What to work on:
#1 Please return everything from "Bamlanivimab works by" down to "illness from COVID-19." in the infusion clinic announcement, copied word for word.
#2 Extend the infusion clinic announcement from the point where it stops, writing the text that comes next.

Passage for review:
......

|Clinic will offer treatment for mild to moderate cases to help prevent serious illness|
|MADISON — Gov. Tony Evers today with the Wisconsin Department of Health Services (DHS) announced that the Alternate Care Facility (ACF) in West Allis will be opening an outpatient Bamlanivimab Infusion Clinic Tues., Dec. 22, 2020. Bamlanivimab was authorized for emergency use by the U.S. Food and Drug Administration (FDA) in November for the treatment of mild to moderate COVID-19 in adult and pediatric patients. The clinic will be open seven days a week, except for Christmas Day and New Years’ Day.
“We opened the alternative care facility to make sure folks can get the care they need and relieve some of the stress on our hospitals,” said Gov. Evers. “We are always open to new ways we can evolve the ACF to meet Wisconsin’s needs and opening this new infusion clinic is another piece to that puzzle.”
Bamlanivimab works by helping to bridge the gap between a new virus entering the body and the body’s creation of antibodies to fight it off. This drug contains man-made antibodies that mimic the antibodies present in patients who recover from COVID-19 and could give the body more time to learn how to make its own antibodies. The goal of infusing Bamlanivimab is to limit the amount of virus in a patient’s body to help prevent serious illness from COVID-19.

......

Given records:
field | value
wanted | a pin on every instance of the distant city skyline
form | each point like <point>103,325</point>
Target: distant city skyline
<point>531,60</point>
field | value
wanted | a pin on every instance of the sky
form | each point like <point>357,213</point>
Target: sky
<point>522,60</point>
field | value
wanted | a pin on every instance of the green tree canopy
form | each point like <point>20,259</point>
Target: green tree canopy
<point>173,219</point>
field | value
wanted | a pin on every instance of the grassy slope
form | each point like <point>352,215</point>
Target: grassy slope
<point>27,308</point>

......

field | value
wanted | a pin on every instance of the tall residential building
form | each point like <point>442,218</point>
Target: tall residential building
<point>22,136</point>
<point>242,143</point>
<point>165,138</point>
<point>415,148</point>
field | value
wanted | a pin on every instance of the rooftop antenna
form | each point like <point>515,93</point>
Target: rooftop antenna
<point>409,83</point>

......

Outputs for the tasks:
#1
Bamlanivimab works by helping to bridge the gap between a new virus entering the body and the body’s creation of antibodies to fight it off. This drug contains man-made antibodies that mimic the antibodies present in patients who recover from COVID-19 and could give the body more time to learn how to make its own antibodies. The goal of infusing Bamlanivimab is to limit the amount of virus in a patient’s body to help prevent serious illness from COVID-19.

#2
The ACF Bamlanivimab Infusion Clinic will have the capacity to serve up to 84 patients per week, and will be set up in a separate area, distant from the ACF’s inpatient area. The ACF infusion clinic will only accept patients directly referred from a health system or individual hospital. No walk-in appointments will be offered.
This treatment option is recommended only for people with COVID-19 who are over the age of 12, have had mild to moderate symptoms for 10 days, and preferably 4 days, or less, and are at high risk of getting very sick from COVID-19. Banlanivimab is not for people who are already hospitalized or require oxygen therapy due to COVID-19. The ACF infusion clinic will only be treating adult patients, with priority given to those 65 and older or meeting other criteria putting them at high risk of developing serious illness.